> WORK INSTRUCTIONS
Convert every one of the lines below into a Markdown table with two columns, "No." for the row number and "Line" for the line itself. Skip any blank lines.
------------
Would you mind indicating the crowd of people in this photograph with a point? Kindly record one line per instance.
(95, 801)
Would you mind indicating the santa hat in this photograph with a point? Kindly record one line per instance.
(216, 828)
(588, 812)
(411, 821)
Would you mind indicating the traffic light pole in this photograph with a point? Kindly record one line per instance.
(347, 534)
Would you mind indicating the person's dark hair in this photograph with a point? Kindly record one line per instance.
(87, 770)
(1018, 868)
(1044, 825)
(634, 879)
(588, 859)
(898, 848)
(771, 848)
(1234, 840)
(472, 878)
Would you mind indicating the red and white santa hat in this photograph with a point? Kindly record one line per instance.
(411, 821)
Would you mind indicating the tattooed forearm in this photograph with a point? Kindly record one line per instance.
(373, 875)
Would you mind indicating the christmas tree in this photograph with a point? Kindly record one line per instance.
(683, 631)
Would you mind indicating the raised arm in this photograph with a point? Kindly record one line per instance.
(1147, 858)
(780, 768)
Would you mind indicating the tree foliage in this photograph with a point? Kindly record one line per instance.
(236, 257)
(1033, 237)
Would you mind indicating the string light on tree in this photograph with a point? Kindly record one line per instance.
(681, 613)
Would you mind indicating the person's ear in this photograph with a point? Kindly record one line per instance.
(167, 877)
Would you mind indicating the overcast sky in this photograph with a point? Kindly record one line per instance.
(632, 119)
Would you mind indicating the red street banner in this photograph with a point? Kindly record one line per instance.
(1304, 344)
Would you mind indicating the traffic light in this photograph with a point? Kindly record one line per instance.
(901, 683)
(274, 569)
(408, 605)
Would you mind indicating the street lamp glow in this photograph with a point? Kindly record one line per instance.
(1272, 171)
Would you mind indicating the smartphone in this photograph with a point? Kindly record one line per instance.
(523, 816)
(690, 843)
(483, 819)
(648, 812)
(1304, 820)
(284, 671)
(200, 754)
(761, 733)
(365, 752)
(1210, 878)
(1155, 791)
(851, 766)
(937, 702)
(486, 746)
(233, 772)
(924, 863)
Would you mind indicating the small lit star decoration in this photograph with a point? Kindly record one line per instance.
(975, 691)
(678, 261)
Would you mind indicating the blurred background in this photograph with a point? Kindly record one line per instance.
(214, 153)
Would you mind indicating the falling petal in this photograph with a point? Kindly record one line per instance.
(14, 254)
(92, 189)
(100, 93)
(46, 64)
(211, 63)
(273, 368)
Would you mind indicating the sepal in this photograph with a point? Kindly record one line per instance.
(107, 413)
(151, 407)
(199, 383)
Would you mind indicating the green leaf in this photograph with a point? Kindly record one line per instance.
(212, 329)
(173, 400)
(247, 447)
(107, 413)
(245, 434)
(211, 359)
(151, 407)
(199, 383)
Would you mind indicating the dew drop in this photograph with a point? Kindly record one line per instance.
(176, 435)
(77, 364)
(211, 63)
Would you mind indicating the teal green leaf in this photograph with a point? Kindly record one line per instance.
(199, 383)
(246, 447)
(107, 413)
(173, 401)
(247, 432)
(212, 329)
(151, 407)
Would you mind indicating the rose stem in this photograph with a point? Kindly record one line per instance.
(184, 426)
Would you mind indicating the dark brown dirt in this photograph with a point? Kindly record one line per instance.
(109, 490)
------------
> ANSWER TO THE PROBLEM
| No. | Line |
|---|---|
| 1 | Would you mind indicating the crowd of people in this photograph with a point? Kindly record one line per instance. |
| 2 | (95, 801) |
| 3 | Would you mind indicating the santa hat in this photograph with a point? Kindly record one line per instance. |
| 4 | (216, 828) |
| 5 | (588, 812) |
| 6 | (411, 821) |
| 7 | Would you mind indicating the traffic light pole in this photograph with a point? Kindly record one line per instance. |
| 8 | (347, 534) |
| 9 | Would you mind indicating the person's dark hair in this photograph with a point? Kindly record one line per instance. |
| 10 | (87, 770) |
| 11 | (1018, 868) |
| 12 | (1044, 825) |
| 13 | (634, 879) |
| 14 | (588, 859) |
| 15 | (898, 848) |
| 16 | (771, 848) |
| 17 | (1234, 840) |
| 18 | (472, 878) |
| 19 | Would you mind indicating the red and white santa hat in this photograph with a point? Kindly record one line per instance. |
| 20 | (411, 821) |
| 21 | Would you mind indicating the tattooed forearm in this photograph with a point? Kindly record one line per instance. |
| 22 | (373, 875) |
| 23 | Would you mind indicating the christmas tree in this photograph with a point? Kindly record one line per instance. |
| 24 | (683, 631) |
| 25 | Would you mind indicating the raised arm in this photograph with a point? Kindly record one line per instance. |
| 26 | (1147, 858) |
| 27 | (780, 768) |
| 28 | Would you mind indicating the tree foliage in this photograph with a point? Kindly record one line per instance. |
| 29 | (236, 257) |
| 30 | (1033, 237) |
| 31 | Would you mind indicating the string light on tree in this photograph with a point? Kindly record one line per instance. |
| 32 | (681, 613) |
| 33 | Would you mind indicating the person's ear in this photograph with a point? Kindly record one line per instance. |
| 34 | (167, 877) |
| 35 | Would you mind indicating the overcast sky in this photograph with a point? Kindly record one line per instance. |
| 36 | (632, 119) |
| 37 | Would you mind indicating the red street banner in this photograph with a point? Kindly record one line per instance. |
| 38 | (1304, 344) |
| 39 | Would you mind indicating the traffic light in this photograph with a point? Kindly record one line per instance. |
| 40 | (901, 683) |
| 41 | (274, 569) |
| 42 | (408, 605) |
| 43 | Would you mind indicating the street lamp glow in this photograph with a point? Kindly record one line per instance. |
| 44 | (1272, 171) |
| 45 | Would you mind indicating the smartphone in this photograph with a point? Kindly record one line per instance. |
| 46 | (523, 816) |
| 47 | (690, 843) |
| 48 | (483, 819) |
| 49 | (648, 812) |
| 50 | (1304, 820) |
| 51 | (284, 671) |
| 52 | (200, 754) |
| 53 | (761, 733) |
| 54 | (365, 752) |
| 55 | (1210, 878) |
| 56 | (1155, 791) |
| 57 | (851, 766) |
| 58 | (937, 702) |
| 59 | (486, 746) |
| 60 | (233, 772) |
| 61 | (924, 863) |
| 62 | Would you mind indicating the small lit star decoration in this photograph with a point? Kindly record one line per instance. |
| 63 | (975, 691) |
| 64 | (678, 261) |
| 65 | Would you mind indicating the blurred background in this photograph with a point? Kindly record one line per instance. |
| 66 | (214, 153) |
| 67 | Would you mind indicating the falling petal in this photograph with a point? Kindly record one line per instance. |
| 68 | (14, 254) |
| 69 | (92, 189) |
| 70 | (100, 93) |
| 71 | (46, 64) |
| 72 | (211, 63) |
| 73 | (273, 368) |
| 74 | Would you mind indicating the sepal in this photograph with a point? Kindly record one line per instance. |
| 75 | (107, 413) |
| 76 | (151, 407) |
| 77 | (199, 383) |
| 78 | Would you mind indicating the green leaf in this photograph with a point? Kindly record one line per instance. |
| 79 | (212, 329) |
| 80 | (173, 400) |
| 81 | (247, 447) |
| 82 | (107, 413) |
| 83 | (245, 434) |
| 84 | (211, 359) |
| 85 | (151, 407) |
| 86 | (199, 383) |
| 87 | Would you mind indicating the dew drop in this photograph with a point? Kindly record one line per instance. |
| 88 | (176, 435) |
| 89 | (77, 364) |
| 90 | (211, 63) |
| 91 | Would you mind indicating the teal green leaf in this photograph with a point? Kindly record one line per instance. |
| 92 | (199, 383) |
| 93 | (246, 447) |
| 94 | (107, 413) |
| 95 | (173, 401) |
| 96 | (247, 432) |
| 97 | (212, 329) |
| 98 | (151, 407) |
| 99 | Would you mind indicating the rose stem in this photograph with a point? Kindly record one line per instance. |
| 100 | (184, 426) |
| 101 | Would you mind indicating the dark brown dirt in this photograph with a point? Kindly record one line per instance. |
| 102 | (109, 490) |